Exercise task:
Copy the entries below verbatim, starting at the line containing "Confirm every instance of the green vegetable" and continuing up to and including the line containing "(1187, 154)". Omit the pictures from your answer.

Raw records:
** start **

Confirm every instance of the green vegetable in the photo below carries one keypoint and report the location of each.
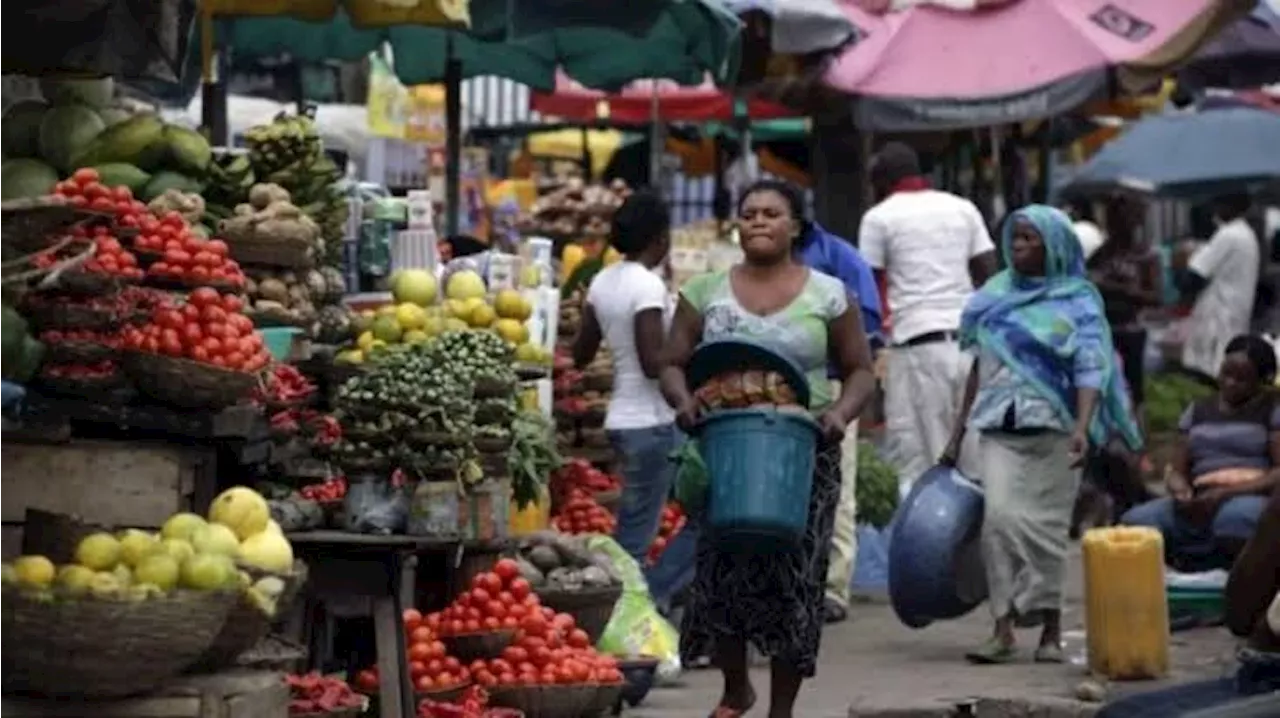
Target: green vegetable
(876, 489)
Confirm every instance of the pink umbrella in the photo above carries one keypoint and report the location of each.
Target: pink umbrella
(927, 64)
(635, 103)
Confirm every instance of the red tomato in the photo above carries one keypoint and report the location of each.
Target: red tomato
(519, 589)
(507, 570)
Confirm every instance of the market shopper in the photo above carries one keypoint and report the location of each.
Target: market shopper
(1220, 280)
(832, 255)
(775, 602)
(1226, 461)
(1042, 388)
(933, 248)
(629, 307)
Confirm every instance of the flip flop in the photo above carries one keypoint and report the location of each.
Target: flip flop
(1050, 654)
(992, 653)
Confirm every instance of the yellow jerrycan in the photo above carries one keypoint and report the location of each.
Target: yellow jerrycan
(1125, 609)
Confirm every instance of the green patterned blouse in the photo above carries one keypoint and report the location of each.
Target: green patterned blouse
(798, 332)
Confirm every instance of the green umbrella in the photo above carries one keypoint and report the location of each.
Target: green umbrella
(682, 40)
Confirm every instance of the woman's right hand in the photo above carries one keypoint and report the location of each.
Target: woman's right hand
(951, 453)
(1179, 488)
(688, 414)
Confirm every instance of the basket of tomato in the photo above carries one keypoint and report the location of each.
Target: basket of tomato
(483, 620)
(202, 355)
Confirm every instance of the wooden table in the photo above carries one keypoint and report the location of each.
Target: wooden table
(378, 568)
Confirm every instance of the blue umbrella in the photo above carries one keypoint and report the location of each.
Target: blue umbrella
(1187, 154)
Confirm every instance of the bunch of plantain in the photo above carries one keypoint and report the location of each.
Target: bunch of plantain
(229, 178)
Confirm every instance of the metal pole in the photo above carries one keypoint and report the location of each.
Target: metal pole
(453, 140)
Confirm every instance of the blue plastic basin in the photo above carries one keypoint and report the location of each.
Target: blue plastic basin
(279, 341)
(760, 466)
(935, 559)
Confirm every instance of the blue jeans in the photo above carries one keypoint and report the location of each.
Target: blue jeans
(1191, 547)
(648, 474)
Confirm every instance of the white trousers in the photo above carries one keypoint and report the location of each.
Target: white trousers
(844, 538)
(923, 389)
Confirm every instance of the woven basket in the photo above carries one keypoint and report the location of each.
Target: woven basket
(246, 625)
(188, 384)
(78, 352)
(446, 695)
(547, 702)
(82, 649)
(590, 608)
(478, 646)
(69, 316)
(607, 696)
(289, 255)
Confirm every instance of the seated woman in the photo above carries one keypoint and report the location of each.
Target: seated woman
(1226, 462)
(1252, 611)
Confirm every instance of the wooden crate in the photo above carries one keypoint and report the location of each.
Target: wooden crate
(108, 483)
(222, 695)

** end **
** start **

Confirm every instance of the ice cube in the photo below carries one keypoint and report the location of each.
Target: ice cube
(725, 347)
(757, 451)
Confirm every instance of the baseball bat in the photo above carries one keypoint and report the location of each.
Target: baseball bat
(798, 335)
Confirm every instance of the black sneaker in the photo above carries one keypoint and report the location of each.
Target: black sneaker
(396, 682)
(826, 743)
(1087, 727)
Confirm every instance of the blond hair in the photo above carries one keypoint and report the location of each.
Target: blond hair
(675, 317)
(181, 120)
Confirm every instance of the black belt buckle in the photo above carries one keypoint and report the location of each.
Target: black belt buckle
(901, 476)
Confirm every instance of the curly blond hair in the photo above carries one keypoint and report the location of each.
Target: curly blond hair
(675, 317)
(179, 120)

** end **
** start **

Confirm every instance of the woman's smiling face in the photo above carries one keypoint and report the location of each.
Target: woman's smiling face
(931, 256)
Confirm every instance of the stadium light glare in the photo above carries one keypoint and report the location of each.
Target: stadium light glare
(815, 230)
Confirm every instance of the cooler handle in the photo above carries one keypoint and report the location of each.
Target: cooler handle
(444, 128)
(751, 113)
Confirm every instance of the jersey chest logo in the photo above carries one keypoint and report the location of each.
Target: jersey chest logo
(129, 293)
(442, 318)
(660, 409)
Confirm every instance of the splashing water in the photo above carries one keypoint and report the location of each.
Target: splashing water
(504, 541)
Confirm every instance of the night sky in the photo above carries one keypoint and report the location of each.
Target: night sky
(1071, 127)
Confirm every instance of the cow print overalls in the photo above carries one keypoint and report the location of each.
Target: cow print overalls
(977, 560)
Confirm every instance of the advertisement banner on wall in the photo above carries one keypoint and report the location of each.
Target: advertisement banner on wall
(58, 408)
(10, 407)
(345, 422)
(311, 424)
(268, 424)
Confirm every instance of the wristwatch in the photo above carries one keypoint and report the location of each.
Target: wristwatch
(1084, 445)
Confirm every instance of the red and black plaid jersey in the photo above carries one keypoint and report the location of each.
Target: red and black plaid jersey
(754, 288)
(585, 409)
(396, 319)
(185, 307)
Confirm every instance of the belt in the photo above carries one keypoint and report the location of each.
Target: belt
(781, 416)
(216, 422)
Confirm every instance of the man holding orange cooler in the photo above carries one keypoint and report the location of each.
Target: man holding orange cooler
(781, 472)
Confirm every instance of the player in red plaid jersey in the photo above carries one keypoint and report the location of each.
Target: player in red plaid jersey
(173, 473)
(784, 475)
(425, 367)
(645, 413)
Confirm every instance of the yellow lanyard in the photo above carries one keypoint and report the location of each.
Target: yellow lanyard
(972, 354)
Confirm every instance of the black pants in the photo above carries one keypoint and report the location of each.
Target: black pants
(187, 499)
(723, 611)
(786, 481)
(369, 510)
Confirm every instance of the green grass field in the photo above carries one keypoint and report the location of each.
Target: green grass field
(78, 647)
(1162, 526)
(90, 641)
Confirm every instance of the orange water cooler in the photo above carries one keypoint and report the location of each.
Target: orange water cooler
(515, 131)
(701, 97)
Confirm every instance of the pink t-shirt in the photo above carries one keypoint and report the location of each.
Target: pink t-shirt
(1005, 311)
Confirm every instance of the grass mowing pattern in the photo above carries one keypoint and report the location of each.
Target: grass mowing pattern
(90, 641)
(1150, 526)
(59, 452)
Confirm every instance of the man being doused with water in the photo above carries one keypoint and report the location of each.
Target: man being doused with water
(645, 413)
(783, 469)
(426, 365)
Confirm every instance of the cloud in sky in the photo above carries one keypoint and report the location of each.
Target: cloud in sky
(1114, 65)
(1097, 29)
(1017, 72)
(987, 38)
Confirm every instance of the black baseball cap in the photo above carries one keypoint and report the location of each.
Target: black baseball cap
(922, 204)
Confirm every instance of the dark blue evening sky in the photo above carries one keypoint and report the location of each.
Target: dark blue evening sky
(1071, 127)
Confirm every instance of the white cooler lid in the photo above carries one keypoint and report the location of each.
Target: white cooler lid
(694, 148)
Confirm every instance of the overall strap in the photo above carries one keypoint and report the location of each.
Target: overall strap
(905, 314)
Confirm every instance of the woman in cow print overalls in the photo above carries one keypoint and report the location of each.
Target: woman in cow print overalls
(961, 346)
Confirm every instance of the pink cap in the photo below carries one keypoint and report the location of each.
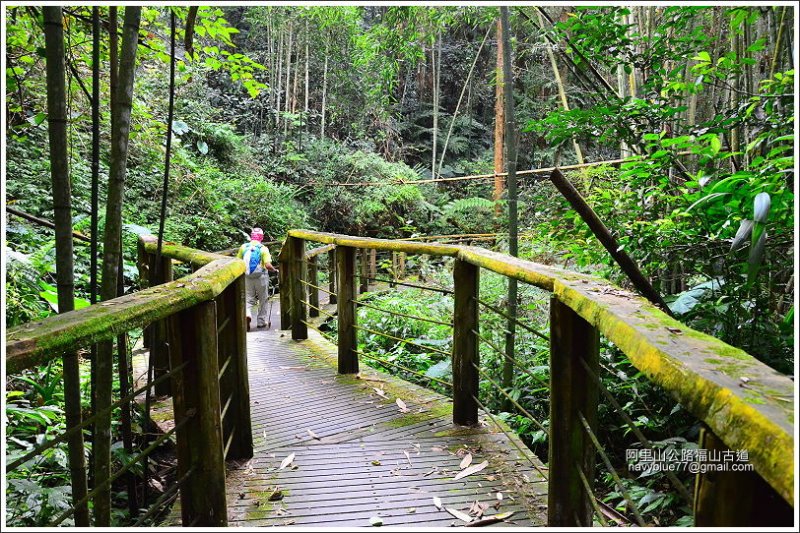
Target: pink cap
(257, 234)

** end **

Task solution:
Confirm every instance of the green vegetable in the photo below carries one keypoint and report the location of each.
Target: green vegetable
(876, 489)
Confirm every instance of the pink umbrella in the photo above carries one keypoint and report the location of each.
Target: pink umbrella
(927, 64)
(635, 103)
Confirm every instance of the red tomato in the photo above carries one keypoint and report the location of each.
Target: red tomato
(519, 589)
(507, 570)
Confirm every instance of the market shopper in the photo above carries one keypoint and report the location of each.
Target: market shopper
(1220, 280)
(832, 255)
(775, 602)
(1226, 461)
(1042, 388)
(933, 248)
(629, 307)
Confirm every instance of the flip flop in the photo above carries one keypoint and report the location of each.
Target: flip flop
(1050, 654)
(992, 653)
Confirm every instance of the yellow jerrycan in the photo above carries one keypoint and report the location of each.
Target: yellow jerrycan
(1125, 609)
Confirm every instance of the green patterned blouse in the photo above carries one keypoint and report the location of each.
Target: green patterned blouse
(798, 332)
Confirm every instance of the green umbrella in the photo above carries one keypoint and report the location of each.
Target: green umbrella
(682, 40)
Confirm every instance of the woman's right hand in the photo above carries one keypoint and report the location of each.
Target: woman's right hand
(951, 453)
(1179, 488)
(688, 414)
Confirm every instance of the basket of tomato in the photo above carries one keypoint and report the location of each.
Target: basket of tomato
(483, 620)
(202, 355)
Confirm every instance of the wooden table in the photo above carries one keypoint and report the location of each.
Target: wooden table
(378, 568)
Confirm every instance of the blue umbrella in the photo above carries one keypoint and report the location of each.
Target: blue umbrella
(1187, 154)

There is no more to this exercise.